Mumford & Sons’ return to Dublin is pretty triumphant, it must be said. Selling out two nights in the 3Arena, packed to the brim with dedicated and loving fans who are set to welcome the band back to what they describe as ‘a second home’.
One thing about tonight is that Mumford & Sons may as well be two different bands. Everything in Mumford & Sons’ show varies depending on whether they’re playing songs from ‘Sigh No More’, ‘Babel’ or most significantly, 2015’s ‘’Wilder Mind’. For songs from the latter album, imagine a weird mixture of the bland, middle of the road-ness of Coldplay, mixed with a heavier Kings of Leon sound; the result is a confusion which suggests a lack of identity for the band. It wouldn’t be a problem if Mumford & Sons were at least in some way original, but they’ve just gone from one predictability to another.
That being said, the inescapable talent of the band is impossible to ignore. This is evident when all four members take to the stage with just one guitar for Cold Arms, their harmonies and precision making for a truly beautiful moment. Moreover, Marcus Mumford’s mixture of roles which sees him take to the drums for a while, whilst continuing to sing, is pretty impressive. All four of them also play multiple instruments throughout the set, showcasing their undeniable musicianship and skill.

**Available data**.
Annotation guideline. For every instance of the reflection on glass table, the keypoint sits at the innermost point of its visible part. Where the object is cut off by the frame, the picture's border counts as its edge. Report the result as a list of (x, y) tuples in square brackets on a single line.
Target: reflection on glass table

**Task statement**.
Could you write out the passage of the Mumford & Sons concert review word for word, starting with "One thing about" and going on through "predictability to another."?

**Finished answer**.
One thing about tonight is that Mumford & Sons may as well be two different bands. Everything in Mumford & Sons’ show varies depending on whether they’re playing songs from ‘Sigh No More’, ‘Babel’ or most significantly, 2015’s ‘’Wilder Mind’. For songs from the latter album, imagine a weird mixture of the bland, middle of the road-ness of Coldplay, mixed with a heavier Kings of Leon sound; the result is a confusion which suggests a lack of identity for the band. It wouldn’t be a problem if Mumford & Sons were at least in some way original, but they’ve just gone from one predictability to another.